Information provided:
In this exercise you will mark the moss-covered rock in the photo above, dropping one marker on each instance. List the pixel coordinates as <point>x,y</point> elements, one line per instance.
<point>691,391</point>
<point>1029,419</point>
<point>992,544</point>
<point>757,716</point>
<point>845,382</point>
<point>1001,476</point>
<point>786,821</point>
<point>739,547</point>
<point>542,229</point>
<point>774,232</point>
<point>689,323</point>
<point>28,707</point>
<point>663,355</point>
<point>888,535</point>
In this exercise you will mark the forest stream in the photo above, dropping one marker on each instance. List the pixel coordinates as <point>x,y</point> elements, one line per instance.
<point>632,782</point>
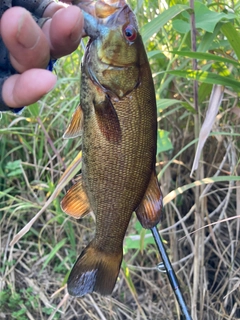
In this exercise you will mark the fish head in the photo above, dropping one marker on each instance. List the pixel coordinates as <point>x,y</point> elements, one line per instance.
<point>115,52</point>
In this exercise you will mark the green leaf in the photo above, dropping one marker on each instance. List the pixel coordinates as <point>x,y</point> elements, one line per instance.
<point>206,56</point>
<point>207,77</point>
<point>13,168</point>
<point>53,252</point>
<point>233,37</point>
<point>157,23</point>
<point>155,53</point>
<point>205,19</point>
<point>34,109</point>
<point>165,103</point>
<point>163,141</point>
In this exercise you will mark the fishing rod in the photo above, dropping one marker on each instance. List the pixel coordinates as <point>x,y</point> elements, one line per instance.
<point>170,273</point>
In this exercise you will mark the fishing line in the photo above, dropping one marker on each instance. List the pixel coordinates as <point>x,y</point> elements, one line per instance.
<point>170,273</point>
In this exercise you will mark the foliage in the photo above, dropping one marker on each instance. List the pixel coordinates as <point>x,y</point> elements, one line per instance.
<point>34,156</point>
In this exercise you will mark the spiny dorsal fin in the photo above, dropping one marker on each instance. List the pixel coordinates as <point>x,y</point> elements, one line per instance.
<point>149,210</point>
<point>75,203</point>
<point>76,125</point>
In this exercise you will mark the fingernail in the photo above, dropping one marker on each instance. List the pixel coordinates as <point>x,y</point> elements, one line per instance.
<point>28,31</point>
<point>76,33</point>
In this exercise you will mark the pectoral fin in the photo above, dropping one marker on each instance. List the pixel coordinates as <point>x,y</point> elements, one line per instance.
<point>75,127</point>
<point>108,121</point>
<point>149,210</point>
<point>75,203</point>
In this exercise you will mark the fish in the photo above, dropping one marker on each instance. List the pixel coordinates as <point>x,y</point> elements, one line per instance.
<point>117,122</point>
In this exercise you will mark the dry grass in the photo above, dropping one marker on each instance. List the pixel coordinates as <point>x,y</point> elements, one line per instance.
<point>33,273</point>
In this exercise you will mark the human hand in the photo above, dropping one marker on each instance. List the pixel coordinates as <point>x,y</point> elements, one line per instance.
<point>30,49</point>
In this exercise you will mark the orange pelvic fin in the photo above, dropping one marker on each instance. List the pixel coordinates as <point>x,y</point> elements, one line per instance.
<point>108,120</point>
<point>149,210</point>
<point>94,270</point>
<point>76,125</point>
<point>75,203</point>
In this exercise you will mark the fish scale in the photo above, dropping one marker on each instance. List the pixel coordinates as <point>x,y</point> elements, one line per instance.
<point>118,109</point>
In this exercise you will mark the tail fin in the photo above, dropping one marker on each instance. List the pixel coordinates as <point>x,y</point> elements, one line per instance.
<point>95,270</point>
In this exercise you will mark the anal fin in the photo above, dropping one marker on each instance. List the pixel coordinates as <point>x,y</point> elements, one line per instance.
<point>75,127</point>
<point>149,210</point>
<point>75,203</point>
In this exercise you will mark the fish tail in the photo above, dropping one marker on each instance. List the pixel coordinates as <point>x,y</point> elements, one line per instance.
<point>95,270</point>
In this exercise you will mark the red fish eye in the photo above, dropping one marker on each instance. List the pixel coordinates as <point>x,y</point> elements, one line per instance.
<point>130,33</point>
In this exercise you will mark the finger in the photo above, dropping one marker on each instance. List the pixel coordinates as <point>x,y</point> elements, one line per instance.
<point>64,31</point>
<point>24,39</point>
<point>26,88</point>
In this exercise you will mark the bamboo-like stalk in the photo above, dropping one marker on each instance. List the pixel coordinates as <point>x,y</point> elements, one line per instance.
<point>197,298</point>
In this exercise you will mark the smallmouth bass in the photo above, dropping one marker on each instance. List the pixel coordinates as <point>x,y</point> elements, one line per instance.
<point>117,118</point>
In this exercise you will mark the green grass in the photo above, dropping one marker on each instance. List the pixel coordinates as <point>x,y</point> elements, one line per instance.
<point>34,156</point>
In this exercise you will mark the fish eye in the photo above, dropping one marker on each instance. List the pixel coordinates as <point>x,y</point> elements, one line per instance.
<point>130,33</point>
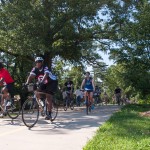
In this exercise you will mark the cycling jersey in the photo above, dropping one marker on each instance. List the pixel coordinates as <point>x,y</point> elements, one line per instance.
<point>88,84</point>
<point>39,73</point>
<point>68,85</point>
<point>6,75</point>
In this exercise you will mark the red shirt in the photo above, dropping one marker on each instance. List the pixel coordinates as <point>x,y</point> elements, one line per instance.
<point>6,75</point>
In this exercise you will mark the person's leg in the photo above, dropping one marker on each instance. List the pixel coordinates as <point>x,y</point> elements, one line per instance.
<point>49,102</point>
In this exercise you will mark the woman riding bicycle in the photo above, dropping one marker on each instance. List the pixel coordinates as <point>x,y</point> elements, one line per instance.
<point>8,85</point>
<point>88,85</point>
<point>43,76</point>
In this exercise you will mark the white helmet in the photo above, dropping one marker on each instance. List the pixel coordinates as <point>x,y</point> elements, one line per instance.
<point>39,59</point>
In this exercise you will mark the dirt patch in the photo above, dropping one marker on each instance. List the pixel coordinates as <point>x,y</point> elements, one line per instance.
<point>146,114</point>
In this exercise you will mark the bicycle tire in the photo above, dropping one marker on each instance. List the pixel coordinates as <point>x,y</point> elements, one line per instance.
<point>87,107</point>
<point>14,111</point>
<point>66,105</point>
<point>30,112</point>
<point>54,110</point>
<point>71,105</point>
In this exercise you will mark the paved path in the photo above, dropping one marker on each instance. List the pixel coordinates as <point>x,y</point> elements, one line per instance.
<point>70,131</point>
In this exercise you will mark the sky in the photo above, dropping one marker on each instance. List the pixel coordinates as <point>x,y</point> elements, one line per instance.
<point>106,59</point>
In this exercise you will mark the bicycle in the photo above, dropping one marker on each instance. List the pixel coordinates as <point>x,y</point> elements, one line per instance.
<point>14,108</point>
<point>32,106</point>
<point>88,102</point>
<point>68,103</point>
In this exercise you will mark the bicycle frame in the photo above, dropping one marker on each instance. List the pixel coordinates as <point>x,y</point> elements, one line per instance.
<point>32,107</point>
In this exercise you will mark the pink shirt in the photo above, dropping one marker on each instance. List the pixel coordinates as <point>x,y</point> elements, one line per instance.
<point>6,75</point>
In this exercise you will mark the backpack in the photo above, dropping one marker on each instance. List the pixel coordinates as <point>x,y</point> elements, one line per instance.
<point>53,83</point>
<point>86,80</point>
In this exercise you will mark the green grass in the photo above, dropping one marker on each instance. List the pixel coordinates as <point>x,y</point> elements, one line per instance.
<point>125,130</point>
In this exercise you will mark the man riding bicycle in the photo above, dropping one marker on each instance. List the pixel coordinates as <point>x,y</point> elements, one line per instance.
<point>88,84</point>
<point>43,75</point>
<point>117,93</point>
<point>69,87</point>
<point>8,85</point>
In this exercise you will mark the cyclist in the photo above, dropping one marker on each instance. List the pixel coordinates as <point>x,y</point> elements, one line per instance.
<point>69,87</point>
<point>97,93</point>
<point>117,93</point>
<point>8,85</point>
<point>43,75</point>
<point>88,84</point>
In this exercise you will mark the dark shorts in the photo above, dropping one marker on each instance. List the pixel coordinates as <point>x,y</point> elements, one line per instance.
<point>47,88</point>
<point>10,88</point>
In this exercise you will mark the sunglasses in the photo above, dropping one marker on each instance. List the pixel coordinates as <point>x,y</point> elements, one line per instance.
<point>38,62</point>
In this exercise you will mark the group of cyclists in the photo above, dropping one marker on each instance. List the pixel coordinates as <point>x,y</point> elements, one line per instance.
<point>43,76</point>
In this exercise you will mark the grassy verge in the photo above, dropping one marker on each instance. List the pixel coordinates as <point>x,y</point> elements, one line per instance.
<point>125,130</point>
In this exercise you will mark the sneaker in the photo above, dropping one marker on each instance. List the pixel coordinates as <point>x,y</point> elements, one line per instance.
<point>48,117</point>
<point>1,115</point>
<point>8,104</point>
<point>92,107</point>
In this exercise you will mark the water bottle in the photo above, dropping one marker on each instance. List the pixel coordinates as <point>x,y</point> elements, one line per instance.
<point>41,102</point>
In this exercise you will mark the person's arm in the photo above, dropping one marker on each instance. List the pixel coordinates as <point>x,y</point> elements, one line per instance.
<point>71,86</point>
<point>93,85</point>
<point>44,77</point>
<point>83,83</point>
<point>1,80</point>
<point>30,78</point>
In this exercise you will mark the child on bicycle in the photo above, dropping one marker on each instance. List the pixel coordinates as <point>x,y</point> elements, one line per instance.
<point>8,85</point>
<point>88,85</point>
<point>43,75</point>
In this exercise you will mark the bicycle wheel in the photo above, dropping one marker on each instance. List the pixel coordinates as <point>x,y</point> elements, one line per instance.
<point>14,109</point>
<point>54,110</point>
<point>30,112</point>
<point>66,105</point>
<point>72,105</point>
<point>87,107</point>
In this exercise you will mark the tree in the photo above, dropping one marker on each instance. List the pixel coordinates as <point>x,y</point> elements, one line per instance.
<point>49,28</point>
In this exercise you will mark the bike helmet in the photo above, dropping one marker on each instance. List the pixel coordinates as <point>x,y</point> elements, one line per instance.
<point>39,59</point>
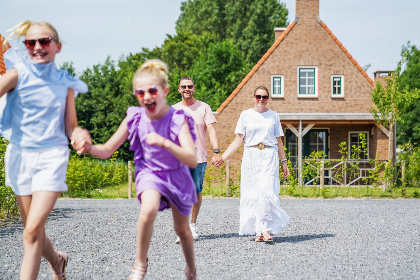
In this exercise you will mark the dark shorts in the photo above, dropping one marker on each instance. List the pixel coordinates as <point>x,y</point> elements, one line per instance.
<point>198,176</point>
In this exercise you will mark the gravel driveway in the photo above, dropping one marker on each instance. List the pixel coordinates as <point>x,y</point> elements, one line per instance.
<point>326,239</point>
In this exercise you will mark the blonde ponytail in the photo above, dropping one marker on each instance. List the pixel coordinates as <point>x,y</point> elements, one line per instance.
<point>154,67</point>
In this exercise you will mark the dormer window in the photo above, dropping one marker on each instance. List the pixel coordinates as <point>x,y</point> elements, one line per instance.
<point>277,86</point>
<point>307,81</point>
<point>337,86</point>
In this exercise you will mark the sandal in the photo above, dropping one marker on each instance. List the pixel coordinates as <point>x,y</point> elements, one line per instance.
<point>139,271</point>
<point>58,272</point>
<point>259,238</point>
<point>191,276</point>
<point>267,237</point>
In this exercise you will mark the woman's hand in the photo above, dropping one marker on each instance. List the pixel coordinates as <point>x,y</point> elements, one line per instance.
<point>286,171</point>
<point>81,140</point>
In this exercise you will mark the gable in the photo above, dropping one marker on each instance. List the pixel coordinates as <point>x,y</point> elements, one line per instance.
<point>308,43</point>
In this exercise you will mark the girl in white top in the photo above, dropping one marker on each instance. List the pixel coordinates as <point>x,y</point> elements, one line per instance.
<point>260,210</point>
<point>40,107</point>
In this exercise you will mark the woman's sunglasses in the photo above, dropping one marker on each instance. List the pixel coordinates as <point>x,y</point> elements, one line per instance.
<point>140,93</point>
<point>265,97</point>
<point>44,42</point>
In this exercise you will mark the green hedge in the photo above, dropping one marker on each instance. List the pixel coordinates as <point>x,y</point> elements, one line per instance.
<point>85,174</point>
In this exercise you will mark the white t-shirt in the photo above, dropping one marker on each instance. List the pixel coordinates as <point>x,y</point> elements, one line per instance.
<point>259,127</point>
<point>203,116</point>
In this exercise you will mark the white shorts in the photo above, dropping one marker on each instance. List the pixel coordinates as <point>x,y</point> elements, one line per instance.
<point>31,170</point>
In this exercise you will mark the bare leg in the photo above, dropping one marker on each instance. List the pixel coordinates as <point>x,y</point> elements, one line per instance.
<point>35,210</point>
<point>196,208</point>
<point>182,229</point>
<point>150,200</point>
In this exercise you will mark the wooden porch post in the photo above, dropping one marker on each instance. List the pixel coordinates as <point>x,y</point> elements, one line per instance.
<point>300,154</point>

What is required: Copy out every line from the one containing "In this exercise you will mark the green hedge" to the end of the material, both ends included.

Your response:
In this exercise you will mark the green hedge in the photo above, dropping one marker on each instance. List the pixel coordinates as <point>x,y</point> elements, one line per instance.
<point>85,174</point>
In this exercise you will mark the white t-shirt in the photo above, dropping one marker on each instance. List the pixel coordinates as <point>x,y</point> elements, one line per instance.
<point>259,127</point>
<point>203,116</point>
In this exercise you will mark the white shorts in the photo above, dropping one marker on each instance. List the pixel coordinates as <point>x,y</point> elements, one line per instance.
<point>31,170</point>
In this exercise you will mark the bare leg in the photo above, dropping one marker on each instance. List the pixel coordinates as <point>x,y</point> elements, one line per instance.
<point>35,210</point>
<point>196,208</point>
<point>182,229</point>
<point>150,200</point>
In this exercise you will mark the wooden porch post in the photo above, dropping one marker on each instance. List the pixel coordinates as <point>x,y</point> elements, one line per instance.
<point>300,154</point>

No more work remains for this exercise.